INSTRUCTIONS TO FOLLOW: Reproduce everything in the listing below from the line containing "Question. Indicate one point for each instance of the bare" down to the line containing "the wooden stake", both lines included and the requests kept as they are. Shift every coordinate in the answers by adding 66 to it.

DATA FOR THIS TASK:
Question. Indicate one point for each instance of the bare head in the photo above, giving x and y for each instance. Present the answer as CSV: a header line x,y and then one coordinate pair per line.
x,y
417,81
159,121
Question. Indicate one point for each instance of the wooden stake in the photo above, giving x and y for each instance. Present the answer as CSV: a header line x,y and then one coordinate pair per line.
---
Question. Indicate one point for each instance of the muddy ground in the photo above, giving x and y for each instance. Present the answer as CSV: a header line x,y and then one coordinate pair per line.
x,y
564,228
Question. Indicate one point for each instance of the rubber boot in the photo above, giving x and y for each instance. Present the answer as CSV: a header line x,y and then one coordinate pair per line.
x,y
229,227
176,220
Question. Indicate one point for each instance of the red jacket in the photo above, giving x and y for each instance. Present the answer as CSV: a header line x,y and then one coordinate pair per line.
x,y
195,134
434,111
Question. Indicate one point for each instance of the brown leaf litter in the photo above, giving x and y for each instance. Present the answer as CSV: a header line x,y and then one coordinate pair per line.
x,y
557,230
...
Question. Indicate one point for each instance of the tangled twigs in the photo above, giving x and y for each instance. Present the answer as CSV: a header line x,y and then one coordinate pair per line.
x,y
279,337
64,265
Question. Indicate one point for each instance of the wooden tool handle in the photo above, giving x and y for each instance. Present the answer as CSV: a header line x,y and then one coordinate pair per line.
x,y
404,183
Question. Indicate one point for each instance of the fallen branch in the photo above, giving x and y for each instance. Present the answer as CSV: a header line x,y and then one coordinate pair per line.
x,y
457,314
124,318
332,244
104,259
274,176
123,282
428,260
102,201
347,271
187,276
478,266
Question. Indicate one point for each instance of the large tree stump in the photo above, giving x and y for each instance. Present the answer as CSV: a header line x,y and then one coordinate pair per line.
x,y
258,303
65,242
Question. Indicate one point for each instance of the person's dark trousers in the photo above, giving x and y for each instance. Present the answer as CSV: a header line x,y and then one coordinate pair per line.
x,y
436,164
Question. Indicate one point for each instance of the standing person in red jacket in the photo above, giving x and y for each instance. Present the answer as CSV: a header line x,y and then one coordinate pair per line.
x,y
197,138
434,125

OUTPUT:
Question. Indicate one point for each instance of the bare head in the photo above, giving x and y for each instance. Present the answer as CSV: a header line x,y and then one coordinate pair per line.
x,y
483,147
225,187
Question. Indicate one point for each instance of the wooden stake in the photo above, giving x and y for each instance. Present the answer as CSV: a header line x,y and then one coordinate pair per line.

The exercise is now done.